#### [About this exercise]
Type each record below again, with the same words.
--------
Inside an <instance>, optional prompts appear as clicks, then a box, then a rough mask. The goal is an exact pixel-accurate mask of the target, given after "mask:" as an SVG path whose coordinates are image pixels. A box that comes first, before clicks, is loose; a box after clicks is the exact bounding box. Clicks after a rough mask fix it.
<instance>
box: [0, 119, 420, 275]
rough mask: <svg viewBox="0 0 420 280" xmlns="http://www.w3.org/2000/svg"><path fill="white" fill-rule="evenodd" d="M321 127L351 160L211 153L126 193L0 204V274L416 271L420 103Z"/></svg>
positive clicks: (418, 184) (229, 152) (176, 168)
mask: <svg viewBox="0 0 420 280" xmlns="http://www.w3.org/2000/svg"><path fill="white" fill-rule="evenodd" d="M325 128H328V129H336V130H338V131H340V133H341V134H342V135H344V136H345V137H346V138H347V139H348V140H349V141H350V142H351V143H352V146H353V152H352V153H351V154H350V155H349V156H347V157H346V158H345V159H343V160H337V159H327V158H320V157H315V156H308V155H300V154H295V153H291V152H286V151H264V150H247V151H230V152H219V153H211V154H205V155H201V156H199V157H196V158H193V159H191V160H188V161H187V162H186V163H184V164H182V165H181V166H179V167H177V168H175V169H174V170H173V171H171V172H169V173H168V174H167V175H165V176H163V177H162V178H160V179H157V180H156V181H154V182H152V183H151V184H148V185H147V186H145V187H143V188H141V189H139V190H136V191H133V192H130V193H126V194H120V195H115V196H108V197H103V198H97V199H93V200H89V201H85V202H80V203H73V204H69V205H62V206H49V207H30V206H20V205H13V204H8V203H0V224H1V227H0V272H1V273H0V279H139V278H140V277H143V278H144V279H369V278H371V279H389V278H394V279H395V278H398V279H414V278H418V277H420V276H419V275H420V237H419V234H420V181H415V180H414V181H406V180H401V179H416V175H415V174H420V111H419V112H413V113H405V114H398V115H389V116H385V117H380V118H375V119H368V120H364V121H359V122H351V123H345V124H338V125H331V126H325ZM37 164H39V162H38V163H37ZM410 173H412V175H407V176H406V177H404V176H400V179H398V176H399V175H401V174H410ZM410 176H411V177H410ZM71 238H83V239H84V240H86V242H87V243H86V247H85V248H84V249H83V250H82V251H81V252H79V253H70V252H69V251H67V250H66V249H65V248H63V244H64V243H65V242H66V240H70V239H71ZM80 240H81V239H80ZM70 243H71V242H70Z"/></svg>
--------
#### [Written answer]
Inside an <instance>, optional prompts appear as clicks, then a box, then a rough mask. The goal is an exact pixel-accurate mask of the target, given after "mask:" as an SVG path whose coordinates are image pixels. A box that comes first, before clicks, is loose; a box after clicks is the exact bounding box. Clicks after a rough mask fix it.
<instance>
box: [0, 119, 420, 275]
rough mask: <svg viewBox="0 0 420 280" xmlns="http://www.w3.org/2000/svg"><path fill="white" fill-rule="evenodd" d="M321 127L351 160L211 153L126 193L0 204V274L416 271L420 103Z"/></svg>
positive clicks: (418, 184) (229, 152) (176, 168)
mask: <svg viewBox="0 0 420 280" xmlns="http://www.w3.org/2000/svg"><path fill="white" fill-rule="evenodd" d="M325 128H328V129H336V130H338V131H340V133H341V134H342V135H344V136H345V137H346V138H347V139H348V140H349V141H350V142H351V143H352V146H353V152H352V153H351V154H350V155H349V156H347V157H346V158H345V159H343V160H337V159H327V158H320V157H315V156H308V155H300V154H295V153H291V152H286V151H264V150H247V151H230V152H219V153H211V154H205V155H201V156H199V157H196V158H193V159H191V160H188V161H187V162H186V163H184V164H182V165H181V166H179V167H177V168H175V169H174V170H173V171H171V172H169V173H168V174H167V175H165V176H163V177H162V178H160V179H157V180H156V181H154V182H152V183H151V184H148V185H147V186H145V187H143V188H141V189H139V190H136V191H133V192H130V193H126V194H120V195H115V196H108V197H103V198H97V199H93V200H89V201H85V202H80V203H73V204H69V205H62V206H49V207H30V206H20V205H13V204H8V203H0V224H1V227H0V272H1V273H0V279H139V278H140V277H143V278H144V279H369V278H371V279H389V278H394V279H395V278H398V279H414V278H418V277H420V276H419V275H420V237H419V234H420V181H415V180H414V181H406V180H401V179H416V175H415V174H420V111H419V112H413V113H405V114H398V115H389V116H385V117H380V118H375V119H368V120H364V121H359V122H351V123H345V124H338V125H331V126H325ZM37 164H39V162H38V163H37ZM410 173H412V175H407V176H406V177H404V176H400V179H398V176H399V175H401V174H410ZM410 176H411V177H410ZM71 238H83V239H84V240H86V242H87V243H86V247H85V248H84V249H83V250H82V251H81V252H79V253H70V252H69V251H67V250H66V249H65V248H63V244H64V243H65V242H66V240H70V239H71ZM80 240H81V239H80ZM70 243H71V242H70Z"/></svg>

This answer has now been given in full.